Your goal:
Copy the lines below with every "Point out" changed to "Mark" and nothing else altered. Do not include the pictures.

Exercise data:
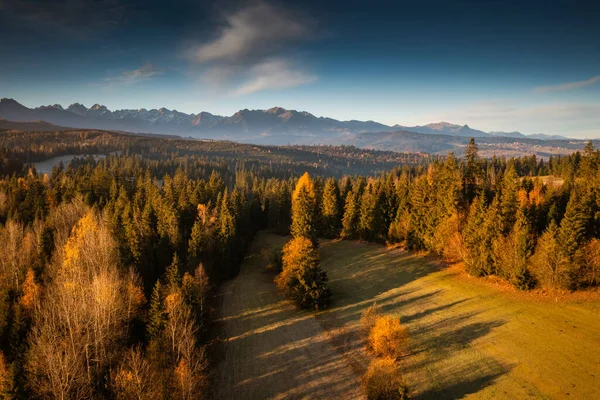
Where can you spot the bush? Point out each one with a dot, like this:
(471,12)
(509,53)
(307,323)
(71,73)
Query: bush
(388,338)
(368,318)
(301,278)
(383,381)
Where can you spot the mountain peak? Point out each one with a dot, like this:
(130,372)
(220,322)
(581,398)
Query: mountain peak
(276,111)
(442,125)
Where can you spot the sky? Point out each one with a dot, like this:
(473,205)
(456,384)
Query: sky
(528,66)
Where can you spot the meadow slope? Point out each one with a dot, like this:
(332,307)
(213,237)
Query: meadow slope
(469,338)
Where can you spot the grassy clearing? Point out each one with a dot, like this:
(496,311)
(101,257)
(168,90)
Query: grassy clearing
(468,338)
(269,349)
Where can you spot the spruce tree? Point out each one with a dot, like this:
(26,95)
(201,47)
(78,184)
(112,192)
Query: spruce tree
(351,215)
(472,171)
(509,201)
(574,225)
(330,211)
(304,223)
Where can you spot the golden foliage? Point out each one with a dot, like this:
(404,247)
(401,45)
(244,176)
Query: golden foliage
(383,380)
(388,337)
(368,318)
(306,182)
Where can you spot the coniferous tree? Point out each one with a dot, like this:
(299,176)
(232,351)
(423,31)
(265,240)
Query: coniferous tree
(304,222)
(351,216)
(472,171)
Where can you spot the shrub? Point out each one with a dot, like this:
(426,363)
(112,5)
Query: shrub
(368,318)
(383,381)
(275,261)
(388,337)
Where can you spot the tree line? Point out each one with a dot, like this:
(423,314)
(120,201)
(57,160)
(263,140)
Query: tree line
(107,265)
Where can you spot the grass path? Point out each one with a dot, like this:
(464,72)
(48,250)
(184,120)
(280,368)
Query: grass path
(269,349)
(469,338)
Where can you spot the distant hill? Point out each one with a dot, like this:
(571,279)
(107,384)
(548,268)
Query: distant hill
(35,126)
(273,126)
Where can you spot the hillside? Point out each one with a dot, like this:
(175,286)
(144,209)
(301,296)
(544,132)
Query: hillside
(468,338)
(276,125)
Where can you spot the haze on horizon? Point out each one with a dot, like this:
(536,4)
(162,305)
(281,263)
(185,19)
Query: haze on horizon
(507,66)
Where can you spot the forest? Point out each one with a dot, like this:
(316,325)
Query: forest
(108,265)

Correct result:
Where can you spot the bush? Mark each one with a dot, like this:
(471,12)
(509,53)
(307,323)
(71,73)
Query: bush
(388,338)
(368,318)
(301,278)
(383,381)
Where can you spot the mountain peak? Mark each one with a dot, like this:
(130,372)
(220,322)
(581,398)
Query: mountain peak
(276,111)
(442,125)
Where can you spot the sky? Mark each one with a dot, like this:
(473,205)
(456,384)
Query: sky
(528,66)
Where can you spot the meadow slope? Mark each one with a dot, like this:
(332,307)
(213,237)
Query: meadow slope
(469,338)
Where can you spot the grassy clearing? Mark each one with a dot, like this:
(496,311)
(101,257)
(168,90)
Query: grassy clearing
(468,338)
(269,349)
Where can you spot the spruce tree? Mark each one with a dot, like this:
(26,95)
(201,47)
(78,184)
(112,192)
Query: spruce tree
(351,215)
(472,171)
(509,201)
(574,225)
(330,211)
(304,223)
Where can you spot the golden foliage? Mark each one with a dot, like this:
(404,247)
(401,45)
(244,176)
Query: golden foliage
(383,380)
(388,337)
(368,318)
(306,182)
Where can you spot the coniferous tree? Mark each one with a dot, like this:
(299,176)
(232,351)
(423,31)
(265,240)
Query: coniferous tree
(304,222)
(351,216)
(472,171)
Where can you spot the shrub? Mark each one with a dot, like this:
(426,363)
(112,5)
Query: shrub
(368,318)
(383,381)
(275,261)
(388,337)
Where can you spot the tree line? Mark each one with a dot, like this:
(423,314)
(120,201)
(57,160)
(263,140)
Query: tree line
(107,265)
Where can you spot the grass path? Mark each one with a dot, like this:
(464,72)
(48,250)
(184,120)
(280,368)
Query: grass path
(269,349)
(469,338)
Where can you spot the distant hill? Mark each one with a dot, like this:
(571,279)
(107,384)
(548,268)
Query: distant hill
(35,126)
(273,126)
Where can you spot the hillside? Mark each one with a dot, like this:
(175,286)
(144,209)
(301,296)
(544,132)
Query: hillside
(468,338)
(276,125)
Where can you spot the haze on horizon? Mark each one with a dot, like this:
(536,4)
(162,305)
(281,263)
(185,19)
Query: haze on horizon
(507,66)
Where can you spot the forest? Mark each one with a dot, like this:
(316,325)
Query: forest
(108,265)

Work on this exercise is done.